(Point-per-instance localization data)
*** Block opens ***

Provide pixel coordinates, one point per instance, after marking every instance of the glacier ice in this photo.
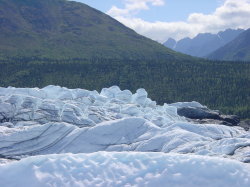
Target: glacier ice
(117, 169)
(57, 120)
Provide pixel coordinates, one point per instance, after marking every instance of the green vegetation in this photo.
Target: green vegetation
(70, 44)
(219, 85)
(60, 29)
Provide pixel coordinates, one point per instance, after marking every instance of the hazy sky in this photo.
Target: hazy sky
(161, 19)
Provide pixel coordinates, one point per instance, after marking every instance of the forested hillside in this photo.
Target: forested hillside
(219, 85)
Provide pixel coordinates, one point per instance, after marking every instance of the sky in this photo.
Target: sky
(162, 19)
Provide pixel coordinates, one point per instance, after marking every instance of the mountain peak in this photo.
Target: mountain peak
(68, 29)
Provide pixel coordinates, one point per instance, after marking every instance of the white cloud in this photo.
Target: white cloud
(132, 7)
(232, 14)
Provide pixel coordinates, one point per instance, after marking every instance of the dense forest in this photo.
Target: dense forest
(218, 84)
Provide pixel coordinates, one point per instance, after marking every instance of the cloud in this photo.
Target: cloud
(231, 14)
(132, 7)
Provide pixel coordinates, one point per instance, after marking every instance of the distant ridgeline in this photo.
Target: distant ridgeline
(69, 44)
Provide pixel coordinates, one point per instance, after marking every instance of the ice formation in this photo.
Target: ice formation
(112, 169)
(56, 120)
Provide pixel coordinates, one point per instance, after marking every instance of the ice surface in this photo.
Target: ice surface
(125, 169)
(60, 120)
(142, 143)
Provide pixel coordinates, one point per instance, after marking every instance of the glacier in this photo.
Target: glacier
(44, 131)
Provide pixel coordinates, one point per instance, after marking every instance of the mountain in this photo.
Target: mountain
(203, 44)
(66, 43)
(66, 29)
(238, 49)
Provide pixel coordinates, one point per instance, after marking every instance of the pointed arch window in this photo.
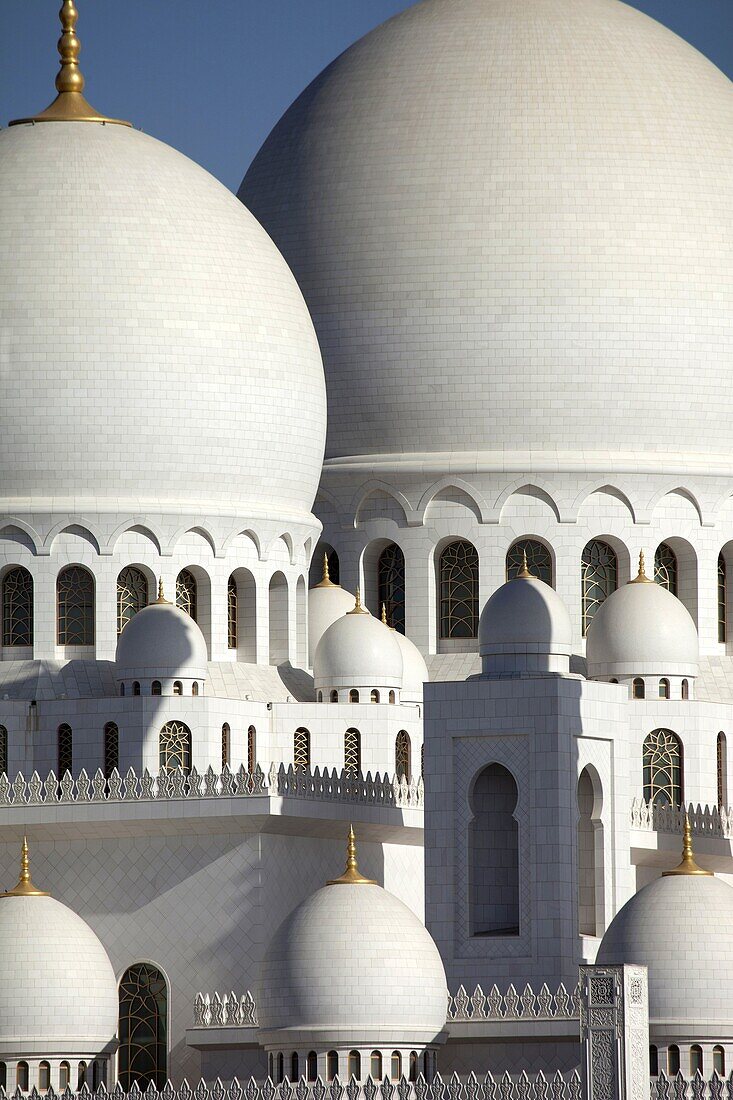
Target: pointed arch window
(539, 560)
(132, 595)
(663, 768)
(391, 585)
(459, 591)
(187, 593)
(175, 748)
(18, 607)
(599, 578)
(75, 603)
(142, 1056)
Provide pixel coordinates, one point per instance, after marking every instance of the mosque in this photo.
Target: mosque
(385, 507)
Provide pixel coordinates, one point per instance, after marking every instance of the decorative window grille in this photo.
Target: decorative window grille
(175, 748)
(663, 768)
(459, 591)
(352, 751)
(142, 1057)
(18, 607)
(391, 585)
(302, 749)
(131, 595)
(186, 593)
(111, 748)
(75, 601)
(599, 578)
(231, 613)
(539, 560)
(665, 568)
(402, 755)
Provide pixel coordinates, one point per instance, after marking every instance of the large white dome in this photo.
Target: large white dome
(501, 212)
(157, 352)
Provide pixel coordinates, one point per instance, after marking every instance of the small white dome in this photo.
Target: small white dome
(525, 627)
(642, 629)
(353, 966)
(162, 641)
(681, 928)
(358, 651)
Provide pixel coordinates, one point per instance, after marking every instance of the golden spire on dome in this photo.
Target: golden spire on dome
(24, 887)
(641, 576)
(351, 876)
(688, 866)
(326, 580)
(69, 105)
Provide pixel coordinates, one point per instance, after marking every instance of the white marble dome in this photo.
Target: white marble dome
(358, 651)
(58, 991)
(681, 928)
(161, 641)
(155, 332)
(642, 629)
(525, 627)
(352, 966)
(499, 212)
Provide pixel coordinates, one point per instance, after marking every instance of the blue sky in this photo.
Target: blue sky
(211, 78)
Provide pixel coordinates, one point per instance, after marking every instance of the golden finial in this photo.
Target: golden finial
(641, 576)
(326, 580)
(358, 609)
(351, 876)
(688, 866)
(24, 887)
(69, 105)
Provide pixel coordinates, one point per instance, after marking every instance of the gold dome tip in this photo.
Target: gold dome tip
(688, 865)
(351, 876)
(24, 888)
(69, 105)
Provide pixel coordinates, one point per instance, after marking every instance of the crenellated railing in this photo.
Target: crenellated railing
(280, 781)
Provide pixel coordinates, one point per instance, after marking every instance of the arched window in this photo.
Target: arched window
(494, 855)
(458, 591)
(186, 593)
(131, 595)
(391, 585)
(395, 1066)
(539, 560)
(722, 771)
(402, 762)
(302, 749)
(18, 607)
(64, 750)
(353, 1065)
(175, 748)
(142, 1056)
(599, 578)
(111, 748)
(352, 751)
(75, 605)
(665, 568)
(231, 613)
(663, 768)
(722, 600)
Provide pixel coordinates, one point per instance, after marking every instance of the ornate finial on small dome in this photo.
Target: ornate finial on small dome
(641, 576)
(688, 866)
(24, 887)
(69, 105)
(351, 876)
(358, 609)
(326, 580)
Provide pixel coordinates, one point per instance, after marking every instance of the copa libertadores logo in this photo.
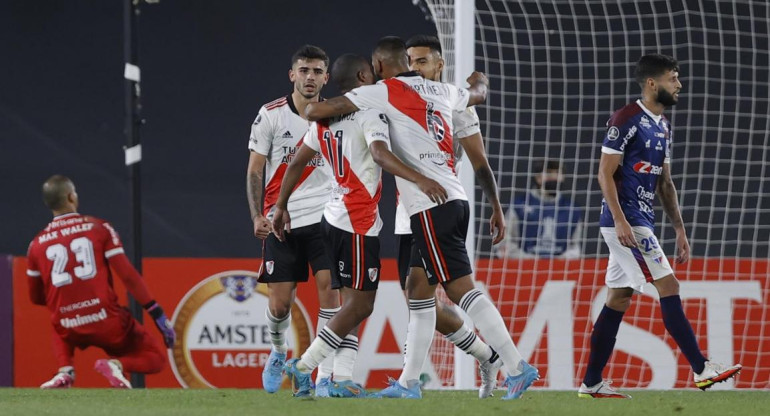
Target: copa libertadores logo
(223, 336)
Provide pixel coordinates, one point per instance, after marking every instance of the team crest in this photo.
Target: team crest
(238, 287)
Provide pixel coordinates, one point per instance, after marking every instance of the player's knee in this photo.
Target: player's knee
(280, 310)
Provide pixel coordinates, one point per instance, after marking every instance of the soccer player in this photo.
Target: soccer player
(635, 165)
(355, 146)
(425, 57)
(420, 115)
(68, 271)
(275, 137)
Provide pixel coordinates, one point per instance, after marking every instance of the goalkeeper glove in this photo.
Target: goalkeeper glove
(162, 322)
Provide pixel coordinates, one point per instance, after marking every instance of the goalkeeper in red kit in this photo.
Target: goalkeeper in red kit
(68, 271)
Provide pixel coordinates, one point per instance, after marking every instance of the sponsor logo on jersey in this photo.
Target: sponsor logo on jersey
(438, 158)
(80, 320)
(648, 168)
(223, 336)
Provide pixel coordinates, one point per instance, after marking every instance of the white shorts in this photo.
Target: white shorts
(634, 267)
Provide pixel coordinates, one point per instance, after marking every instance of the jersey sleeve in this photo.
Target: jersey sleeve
(466, 123)
(375, 126)
(310, 139)
(261, 137)
(33, 269)
(619, 134)
(458, 97)
(369, 96)
(112, 246)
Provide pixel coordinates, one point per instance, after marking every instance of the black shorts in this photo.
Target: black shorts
(287, 261)
(356, 258)
(439, 234)
(408, 257)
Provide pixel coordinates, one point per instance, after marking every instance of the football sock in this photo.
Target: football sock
(419, 336)
(345, 358)
(602, 343)
(679, 327)
(327, 366)
(491, 326)
(466, 340)
(322, 346)
(277, 328)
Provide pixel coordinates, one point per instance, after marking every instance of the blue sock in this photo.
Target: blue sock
(602, 344)
(679, 327)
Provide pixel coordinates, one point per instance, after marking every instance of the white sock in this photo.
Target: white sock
(277, 327)
(345, 358)
(327, 366)
(466, 340)
(419, 337)
(490, 324)
(322, 346)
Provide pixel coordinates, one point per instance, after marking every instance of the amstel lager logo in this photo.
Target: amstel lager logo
(223, 338)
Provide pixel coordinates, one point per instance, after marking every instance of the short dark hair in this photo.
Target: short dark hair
(56, 189)
(345, 70)
(653, 66)
(310, 52)
(390, 46)
(426, 41)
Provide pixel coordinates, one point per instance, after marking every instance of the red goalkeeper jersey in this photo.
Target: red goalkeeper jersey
(70, 258)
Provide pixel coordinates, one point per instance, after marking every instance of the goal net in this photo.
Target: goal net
(558, 69)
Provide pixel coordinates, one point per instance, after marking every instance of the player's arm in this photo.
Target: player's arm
(608, 164)
(291, 177)
(393, 165)
(336, 106)
(34, 281)
(474, 148)
(479, 86)
(254, 190)
(667, 194)
(135, 285)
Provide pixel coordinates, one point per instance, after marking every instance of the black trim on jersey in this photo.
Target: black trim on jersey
(409, 74)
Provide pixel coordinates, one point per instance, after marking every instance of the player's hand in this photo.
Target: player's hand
(281, 223)
(497, 226)
(477, 78)
(682, 248)
(261, 227)
(433, 189)
(163, 324)
(625, 233)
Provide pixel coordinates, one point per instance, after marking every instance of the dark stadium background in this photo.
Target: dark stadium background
(206, 68)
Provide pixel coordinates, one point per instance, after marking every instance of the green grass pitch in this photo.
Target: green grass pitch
(107, 402)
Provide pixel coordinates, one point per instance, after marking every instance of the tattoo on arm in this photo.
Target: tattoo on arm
(488, 184)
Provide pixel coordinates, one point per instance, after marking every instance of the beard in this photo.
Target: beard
(666, 98)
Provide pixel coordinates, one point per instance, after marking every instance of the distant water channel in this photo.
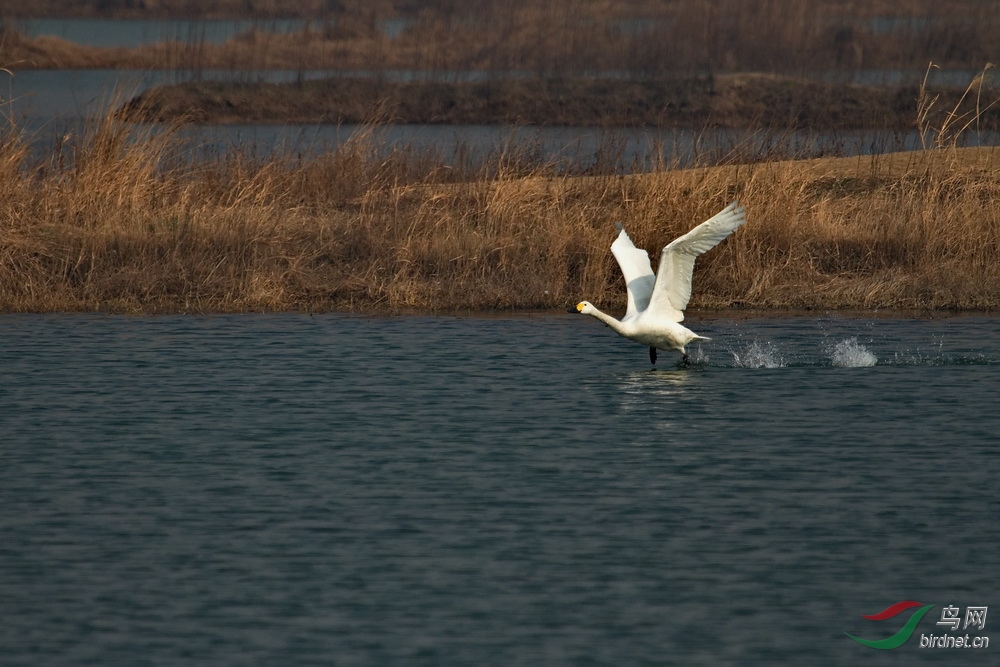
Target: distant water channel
(52, 105)
(336, 489)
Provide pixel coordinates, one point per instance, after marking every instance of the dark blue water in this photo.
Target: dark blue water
(287, 489)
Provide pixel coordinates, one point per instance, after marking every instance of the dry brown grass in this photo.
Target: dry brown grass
(560, 37)
(125, 220)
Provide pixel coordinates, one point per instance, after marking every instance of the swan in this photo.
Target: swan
(656, 303)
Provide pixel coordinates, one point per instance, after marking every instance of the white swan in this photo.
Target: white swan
(656, 303)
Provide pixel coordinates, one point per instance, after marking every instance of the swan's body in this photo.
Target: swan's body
(656, 303)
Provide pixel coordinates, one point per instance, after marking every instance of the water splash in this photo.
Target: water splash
(759, 355)
(850, 353)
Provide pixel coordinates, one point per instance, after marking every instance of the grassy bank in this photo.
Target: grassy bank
(561, 38)
(730, 101)
(126, 220)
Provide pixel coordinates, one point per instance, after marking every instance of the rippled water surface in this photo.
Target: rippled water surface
(287, 489)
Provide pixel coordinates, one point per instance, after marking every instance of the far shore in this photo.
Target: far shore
(746, 100)
(122, 226)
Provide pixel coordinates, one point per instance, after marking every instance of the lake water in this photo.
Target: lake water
(50, 105)
(338, 489)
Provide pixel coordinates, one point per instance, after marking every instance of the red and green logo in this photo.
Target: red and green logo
(900, 638)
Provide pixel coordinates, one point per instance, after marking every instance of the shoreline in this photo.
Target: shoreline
(122, 225)
(736, 101)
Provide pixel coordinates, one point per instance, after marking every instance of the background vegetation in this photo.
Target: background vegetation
(559, 38)
(128, 221)
(130, 217)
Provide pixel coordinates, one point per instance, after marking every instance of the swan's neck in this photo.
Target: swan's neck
(607, 319)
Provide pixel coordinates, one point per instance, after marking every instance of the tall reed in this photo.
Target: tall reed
(132, 218)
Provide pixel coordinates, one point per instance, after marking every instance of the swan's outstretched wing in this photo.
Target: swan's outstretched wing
(672, 290)
(639, 278)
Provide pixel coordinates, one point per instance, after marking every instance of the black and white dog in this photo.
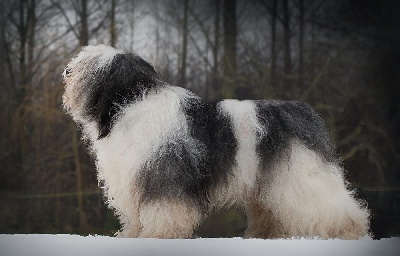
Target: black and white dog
(166, 158)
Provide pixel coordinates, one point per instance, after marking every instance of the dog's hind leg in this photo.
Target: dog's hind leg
(168, 219)
(308, 197)
(261, 223)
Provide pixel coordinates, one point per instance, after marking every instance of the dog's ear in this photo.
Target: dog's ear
(126, 79)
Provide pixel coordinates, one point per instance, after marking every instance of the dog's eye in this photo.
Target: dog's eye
(67, 72)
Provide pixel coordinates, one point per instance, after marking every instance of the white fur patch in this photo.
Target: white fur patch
(138, 132)
(309, 198)
(246, 127)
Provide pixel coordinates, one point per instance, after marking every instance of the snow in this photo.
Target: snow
(35, 244)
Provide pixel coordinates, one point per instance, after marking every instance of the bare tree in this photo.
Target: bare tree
(230, 48)
(185, 32)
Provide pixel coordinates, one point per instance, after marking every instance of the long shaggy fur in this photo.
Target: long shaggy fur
(166, 158)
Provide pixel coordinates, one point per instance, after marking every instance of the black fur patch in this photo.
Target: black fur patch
(125, 80)
(288, 120)
(187, 168)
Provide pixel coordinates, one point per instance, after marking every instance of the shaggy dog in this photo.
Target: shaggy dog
(166, 158)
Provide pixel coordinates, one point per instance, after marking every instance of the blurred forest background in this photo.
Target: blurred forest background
(342, 57)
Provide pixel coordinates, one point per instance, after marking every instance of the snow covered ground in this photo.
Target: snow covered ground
(34, 244)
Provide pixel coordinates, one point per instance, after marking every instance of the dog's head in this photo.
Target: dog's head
(100, 80)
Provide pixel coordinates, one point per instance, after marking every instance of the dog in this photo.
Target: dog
(166, 159)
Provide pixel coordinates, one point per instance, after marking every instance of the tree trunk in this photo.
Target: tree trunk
(273, 42)
(31, 37)
(184, 43)
(22, 50)
(301, 44)
(230, 33)
(215, 48)
(113, 34)
(287, 65)
(84, 32)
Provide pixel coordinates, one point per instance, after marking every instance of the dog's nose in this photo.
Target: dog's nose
(67, 72)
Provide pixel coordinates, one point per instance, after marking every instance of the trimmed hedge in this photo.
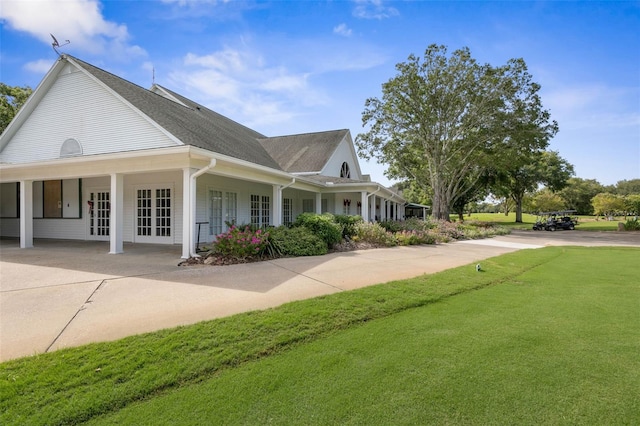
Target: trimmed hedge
(299, 241)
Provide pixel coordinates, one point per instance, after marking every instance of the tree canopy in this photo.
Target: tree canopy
(11, 100)
(443, 120)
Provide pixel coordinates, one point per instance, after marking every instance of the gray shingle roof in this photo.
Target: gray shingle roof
(193, 125)
(307, 152)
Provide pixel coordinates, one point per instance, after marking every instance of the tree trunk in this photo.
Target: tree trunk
(518, 201)
(440, 205)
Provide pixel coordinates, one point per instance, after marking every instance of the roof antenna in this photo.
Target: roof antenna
(56, 44)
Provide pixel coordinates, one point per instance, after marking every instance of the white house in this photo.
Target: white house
(91, 156)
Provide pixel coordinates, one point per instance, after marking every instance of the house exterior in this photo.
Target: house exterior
(91, 156)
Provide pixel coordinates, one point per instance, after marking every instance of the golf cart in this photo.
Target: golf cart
(552, 221)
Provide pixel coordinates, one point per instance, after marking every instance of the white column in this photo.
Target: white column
(116, 219)
(372, 216)
(186, 213)
(276, 217)
(364, 201)
(26, 214)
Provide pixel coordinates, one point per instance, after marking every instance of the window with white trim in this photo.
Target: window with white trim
(266, 211)
(287, 211)
(307, 206)
(344, 170)
(223, 210)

*** Block closes ***

**Goal of the exercise**
Take the lines above from the top of the records through the one with "green vegetation in this photo." and repeat them exactly, without any pictures.

**Answer section**
Provide pixel coordinates, one point per instance, after marking every instance of the glacier ice in this photo.
Target: glacier ice
(117, 169)
(57, 120)
Provide pixel coordinates, one point per instance, after marking every instance of the green vegetation in this photo.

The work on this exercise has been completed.